DATA UNDER STUDY:

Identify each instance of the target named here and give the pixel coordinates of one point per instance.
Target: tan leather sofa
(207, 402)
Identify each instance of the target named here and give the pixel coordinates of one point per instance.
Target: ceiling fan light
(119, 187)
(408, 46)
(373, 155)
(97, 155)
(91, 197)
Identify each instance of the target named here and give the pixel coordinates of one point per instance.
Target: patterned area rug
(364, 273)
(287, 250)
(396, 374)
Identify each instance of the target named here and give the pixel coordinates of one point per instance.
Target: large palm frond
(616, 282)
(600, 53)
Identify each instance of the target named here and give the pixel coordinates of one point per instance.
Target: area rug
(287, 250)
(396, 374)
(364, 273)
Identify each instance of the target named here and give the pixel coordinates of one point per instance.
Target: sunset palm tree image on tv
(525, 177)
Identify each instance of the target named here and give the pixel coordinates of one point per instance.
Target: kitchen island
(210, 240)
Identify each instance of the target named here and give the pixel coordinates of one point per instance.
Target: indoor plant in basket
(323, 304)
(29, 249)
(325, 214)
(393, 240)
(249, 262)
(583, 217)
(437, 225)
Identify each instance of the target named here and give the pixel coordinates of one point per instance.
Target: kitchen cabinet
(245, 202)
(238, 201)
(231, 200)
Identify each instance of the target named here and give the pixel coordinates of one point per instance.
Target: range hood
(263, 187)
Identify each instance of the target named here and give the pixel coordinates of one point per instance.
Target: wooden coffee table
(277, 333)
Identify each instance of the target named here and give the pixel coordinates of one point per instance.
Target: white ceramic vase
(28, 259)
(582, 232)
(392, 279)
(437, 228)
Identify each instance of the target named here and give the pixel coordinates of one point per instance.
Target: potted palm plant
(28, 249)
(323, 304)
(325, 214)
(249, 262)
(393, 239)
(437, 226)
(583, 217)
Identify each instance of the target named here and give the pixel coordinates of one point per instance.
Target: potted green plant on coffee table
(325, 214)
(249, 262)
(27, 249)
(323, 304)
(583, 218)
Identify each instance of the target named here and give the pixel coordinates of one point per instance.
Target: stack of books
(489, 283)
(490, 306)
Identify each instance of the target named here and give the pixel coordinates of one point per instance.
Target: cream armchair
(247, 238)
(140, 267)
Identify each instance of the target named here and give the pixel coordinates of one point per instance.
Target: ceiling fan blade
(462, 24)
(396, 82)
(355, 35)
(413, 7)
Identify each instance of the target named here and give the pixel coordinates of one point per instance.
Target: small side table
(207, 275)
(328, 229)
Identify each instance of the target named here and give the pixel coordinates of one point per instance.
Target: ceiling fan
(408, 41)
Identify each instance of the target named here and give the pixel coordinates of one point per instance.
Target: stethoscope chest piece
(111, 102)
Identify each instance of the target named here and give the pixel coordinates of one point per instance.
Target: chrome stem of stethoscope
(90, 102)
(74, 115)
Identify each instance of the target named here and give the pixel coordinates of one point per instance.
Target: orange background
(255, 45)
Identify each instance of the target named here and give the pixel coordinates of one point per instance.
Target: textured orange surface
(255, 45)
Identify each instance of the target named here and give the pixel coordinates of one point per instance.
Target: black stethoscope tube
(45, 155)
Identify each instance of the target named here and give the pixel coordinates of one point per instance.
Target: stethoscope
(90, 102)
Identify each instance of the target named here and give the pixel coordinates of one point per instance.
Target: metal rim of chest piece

WORK REQUEST: Each record above should be output again exactly.

EXERCISE OUTPUT:
Identify each instance of the target named here and give the pixel coordinates of one point per instance.
Target: tan leather sofa
(207, 402)
Identify each instance of the target named here and give the pixel coordinates of one point per instance.
Target: ceiling fan light
(119, 187)
(408, 46)
(373, 155)
(97, 155)
(91, 197)
Identify each instance of the target named here and give the pixel coordinates of one point per instance.
Target: patterned area rug
(364, 273)
(287, 250)
(396, 374)
Identify each instance of the target named here and give the pixel coordinates of one point per instance.
Target: large palm frond
(616, 282)
(600, 53)
Identify each instance of the target named here and give the pixel coordinates of one point per instance.
Target: area rug
(287, 250)
(396, 374)
(364, 273)
Identify each instance of the target named here and give the pixel coordinates of one point per instance.
Target: sunset palm tree image on tv
(525, 177)
Identify each instance of the target named here and give the pixel coordinates of one point per instance.
Target: kitchen island
(210, 240)
Identify each instance of the target named here and give the pixel coordinates of one point per instance.
Target: indoor plant in basket
(323, 304)
(29, 249)
(325, 214)
(393, 240)
(249, 262)
(583, 217)
(437, 225)
Identify each instance of the target named here and give the pixel coordinates of one point per instance.
Target: kitchen cabinet
(245, 202)
(238, 201)
(231, 200)
Identify each instance of the target named here and give the pixel coordinates of one point per instance.
Target: range hood
(263, 187)
Identify each instance of the target named here and give the pixel coordinates of one point per instance.
Target: wooden coffee table
(277, 333)
Identify each instance of the target named here and give the pixel coordinates of one point per instance.
Target: white ceramic vase
(28, 259)
(582, 232)
(392, 279)
(437, 228)
Identify each instance of the target named here and give the pixel coordinates of one point per instance.
Target: potted palm plant
(28, 249)
(323, 304)
(325, 214)
(249, 262)
(393, 239)
(437, 226)
(583, 217)
Identify each instance of the target named here and give the pixel coordinates of one point per instance.
Target: potted green plant on coffee table
(325, 214)
(249, 262)
(27, 249)
(323, 304)
(583, 218)
Identify each instance of the target named here and give the pixel coordinates of one point per instance.
Target: stack of books
(489, 283)
(490, 306)
Identify each instance of the target named here and give the pixel coordinates of one point per instance.
Target: cream armchair
(247, 238)
(140, 267)
Identify each instance of the target named here and give the pixel coordinates of one point per instance.
Target: ceiling fan blade
(462, 24)
(396, 82)
(355, 35)
(413, 7)
Identify each instance of the target named here and give the pixel coordinates of one point per instance.
Target: small side table
(207, 275)
(328, 229)
Identify each instance of the target named here and give the pixel coordinates of one point per instance.
Target: ceiling fan
(408, 41)
Identify each instance of the target named here and give the pixel coordinates of one point per instance.
Target: stethoscope chest piece
(111, 102)
Identify each instance of the target named here and give the pixel coordinates of one point per instance.
Target: chrome stem of stethoscope
(90, 102)
(74, 115)
Identify each instance of the target named here and give the pixel coordinates of one point per instance.
Target: orange background
(255, 45)
Identify each instance of the target named here and give the pixel coordinates of one point per instance.
Target: textured orange surface
(255, 45)
Identify each instance of the target named here and give the pixel coordinates of one point per instance.
Target: black stethoscope tube
(45, 155)
Identify each instance of the target named here and give the pixel coordinates of one point per instance.
Target: stethoscope
(90, 102)
Identify each instance of the target named here and give the pixel coordinates of one point per instance.
Target: metal rim of chest piece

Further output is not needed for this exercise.